** begin **

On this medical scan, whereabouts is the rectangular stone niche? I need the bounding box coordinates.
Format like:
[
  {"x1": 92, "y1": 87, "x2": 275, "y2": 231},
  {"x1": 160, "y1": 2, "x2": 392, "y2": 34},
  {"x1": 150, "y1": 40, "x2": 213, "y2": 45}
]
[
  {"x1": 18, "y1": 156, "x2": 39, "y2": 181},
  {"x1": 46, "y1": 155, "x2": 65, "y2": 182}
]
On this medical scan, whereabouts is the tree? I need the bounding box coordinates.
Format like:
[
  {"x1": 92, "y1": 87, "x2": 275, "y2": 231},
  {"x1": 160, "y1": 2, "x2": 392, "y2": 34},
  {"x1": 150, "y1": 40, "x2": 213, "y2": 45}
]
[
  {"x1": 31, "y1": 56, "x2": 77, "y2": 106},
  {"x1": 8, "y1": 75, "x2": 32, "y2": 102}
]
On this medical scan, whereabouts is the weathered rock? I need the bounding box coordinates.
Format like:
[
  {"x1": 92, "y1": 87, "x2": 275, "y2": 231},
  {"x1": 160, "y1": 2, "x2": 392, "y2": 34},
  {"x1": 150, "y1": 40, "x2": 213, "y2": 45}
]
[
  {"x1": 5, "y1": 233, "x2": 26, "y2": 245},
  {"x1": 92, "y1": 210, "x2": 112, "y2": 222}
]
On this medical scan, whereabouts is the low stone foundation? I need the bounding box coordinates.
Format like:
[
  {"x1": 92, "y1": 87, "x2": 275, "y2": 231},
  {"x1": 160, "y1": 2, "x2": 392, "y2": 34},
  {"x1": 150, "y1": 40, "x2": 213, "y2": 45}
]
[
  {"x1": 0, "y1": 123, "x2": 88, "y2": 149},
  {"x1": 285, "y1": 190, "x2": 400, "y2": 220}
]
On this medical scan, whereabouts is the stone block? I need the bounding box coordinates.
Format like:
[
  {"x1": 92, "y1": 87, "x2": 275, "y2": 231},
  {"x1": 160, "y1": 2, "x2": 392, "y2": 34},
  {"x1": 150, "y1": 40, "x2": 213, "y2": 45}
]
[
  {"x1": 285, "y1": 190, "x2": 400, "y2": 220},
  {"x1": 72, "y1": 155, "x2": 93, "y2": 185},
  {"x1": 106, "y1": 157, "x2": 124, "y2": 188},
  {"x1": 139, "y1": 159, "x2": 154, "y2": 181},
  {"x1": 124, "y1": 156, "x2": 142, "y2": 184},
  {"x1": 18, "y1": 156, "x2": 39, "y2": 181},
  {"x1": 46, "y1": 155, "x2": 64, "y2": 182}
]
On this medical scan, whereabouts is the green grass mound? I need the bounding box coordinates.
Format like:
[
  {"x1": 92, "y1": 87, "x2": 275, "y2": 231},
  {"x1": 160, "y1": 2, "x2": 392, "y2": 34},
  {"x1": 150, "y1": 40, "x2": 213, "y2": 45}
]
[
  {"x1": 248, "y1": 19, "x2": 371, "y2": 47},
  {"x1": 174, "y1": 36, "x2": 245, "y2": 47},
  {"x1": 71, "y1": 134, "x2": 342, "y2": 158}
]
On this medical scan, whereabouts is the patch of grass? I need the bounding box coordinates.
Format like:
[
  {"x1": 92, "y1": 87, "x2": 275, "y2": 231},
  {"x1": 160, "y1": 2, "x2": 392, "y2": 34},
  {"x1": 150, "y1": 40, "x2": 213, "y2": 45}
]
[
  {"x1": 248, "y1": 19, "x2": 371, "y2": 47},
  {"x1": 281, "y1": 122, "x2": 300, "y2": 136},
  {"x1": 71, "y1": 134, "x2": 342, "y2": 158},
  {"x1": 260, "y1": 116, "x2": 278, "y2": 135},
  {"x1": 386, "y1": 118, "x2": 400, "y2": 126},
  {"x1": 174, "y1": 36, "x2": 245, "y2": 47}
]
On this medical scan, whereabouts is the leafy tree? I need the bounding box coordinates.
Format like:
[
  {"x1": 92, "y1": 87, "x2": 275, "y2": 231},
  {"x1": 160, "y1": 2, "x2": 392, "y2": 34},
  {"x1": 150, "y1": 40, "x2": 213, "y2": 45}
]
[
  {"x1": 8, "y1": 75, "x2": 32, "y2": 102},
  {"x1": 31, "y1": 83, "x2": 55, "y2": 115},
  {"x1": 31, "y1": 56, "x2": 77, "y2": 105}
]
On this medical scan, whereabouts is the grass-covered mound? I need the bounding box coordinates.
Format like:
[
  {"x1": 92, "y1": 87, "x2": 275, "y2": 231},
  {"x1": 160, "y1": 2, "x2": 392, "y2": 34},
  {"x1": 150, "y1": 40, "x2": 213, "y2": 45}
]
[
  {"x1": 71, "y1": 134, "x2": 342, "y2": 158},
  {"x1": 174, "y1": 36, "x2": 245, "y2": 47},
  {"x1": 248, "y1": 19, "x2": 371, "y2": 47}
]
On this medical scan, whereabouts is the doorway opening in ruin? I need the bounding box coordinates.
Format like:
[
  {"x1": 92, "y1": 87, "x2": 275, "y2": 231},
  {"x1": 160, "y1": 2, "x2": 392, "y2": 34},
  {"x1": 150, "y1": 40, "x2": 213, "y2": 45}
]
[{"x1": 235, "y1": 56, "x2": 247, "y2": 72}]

** end **

Direction: Reproduce the records verbatim from the line containing "On this medical scan, whereabouts is the doorway" through the end of the records, inclusive.

In response:
On this medical scan, whereabouts is the doorway opening in ruin? I need the bounding box coordinates.
Format like:
[
  {"x1": 92, "y1": 87, "x2": 275, "y2": 231},
  {"x1": 160, "y1": 2, "x2": 392, "y2": 34},
  {"x1": 150, "y1": 40, "x2": 213, "y2": 45}
]
[{"x1": 235, "y1": 56, "x2": 247, "y2": 72}]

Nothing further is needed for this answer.